本文:
═══

クラシック音楽について書くブログ

ラヴェル、作曲家としての生き様

投稿日時:2015-10-07 02:56:03

「佳人薄命」「才子多病」といいますが、人より優れた才能を持つ人間というのは、意図せずとも、その人生に大きな哀しみを背負うものです。それは彼らの一生を辿れば、明らかなことです。例えば、『ボレロ』などで知られるラヴェルは、天才の栄光と悲劇を一心に背負ったような作曲家でした。

ラヴェルの哀しみは、生まれた時から既に始まっていました。彼は生まれつき病弱な体質だったのです。しかも、家もそれほど裕福ではなかったと言われています。彼の人生のスタートダッシュは、決して楽なものではありませんでした。

しかし、それでも、幸いなことに、彼には天性の音楽の才能がありました。小さい頃からピアノを習い始め、やがてパリ音楽院に通うようになりました。ラヴェルはそこで才能を開花させ、多くの人に名を知られるようになっていったのです。

しかし、順調に見えた作曲活動も、やがて大きな壁にぶつかることになります。ローマ賞と呼ばれるフランスを留学かけた審査に何度も落選することになるのです。当時、ローマ賞は若手音楽家たちにとって登竜門のような存在でした。そのローマ賞に何度も落選するというのは、暗に実力がないと言われているようなもの。ある意味で、芸術家人生の終わりを意味していました。

しかし現実には、ラヴェルの実力が足りていなかったわけではなかったのです。実はローマ賞の審査には不正が行われていて、どうあがいてもラヴェルが受賞できないようになっていたのです。運に見放されているだけではなく、意図的な妨害まで受ける。ラヴェルの不運は相当なものでした。

═══

課題 1:
次の(a)～(c)は、ラヴェルの生涯を述べた本文の内容に合っていますか。それぞれ「はい」か「いいえ」で答え、判断の根拠となる本文の語句をそのまま引用しなさい。
(a) ラヴェルは生まれつき体が弱かった。
(b) ラヴェルは小さい頃からバイオリンを習っていた。
(c) ラヴェルがローマ賞に落選したのは、実力が足りなかったからである。
課題 2: ラヴェルの生涯を述べた本文を、最後の一文の後から書き継ぎなさい。

═══

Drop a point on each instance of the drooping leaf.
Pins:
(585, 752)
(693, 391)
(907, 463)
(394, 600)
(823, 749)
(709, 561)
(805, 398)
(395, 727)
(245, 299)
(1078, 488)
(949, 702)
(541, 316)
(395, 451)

═══

解答 1:
(a) はい。「彼は生まれつき病弱な体質だったのです。」
(b) いいえ。「小さい頃からピアノを習い始め」
(c) いいえ。「ラヴェルの実力が足りていなかったわけではなかったのです。」

解答 2:
しかし、ラヴェルを認める周りの助力もあって、ローマ賞の不正は暴かれ、晴れてラヴェルはローマ賞を受賞することになりました。周りを突き動かすだけの才能と人望が彼には合ったということですね。苦難はありましたが、彼はやっと天才として認められました。その後、十数年にわたって、彼は有意義な生活を送ることができました。

しかし、そうした幸せな生活は、やはり長続きしませんでした。1914年、第一次世界大戦勃発。彼はこの戦争で家族を失うことになりました。しかも、戦争では危険な役割を与えられ、何度も死ぬ目にあったと言われています。彼はこの戦争で、大きな絶望を抱いたと言われています。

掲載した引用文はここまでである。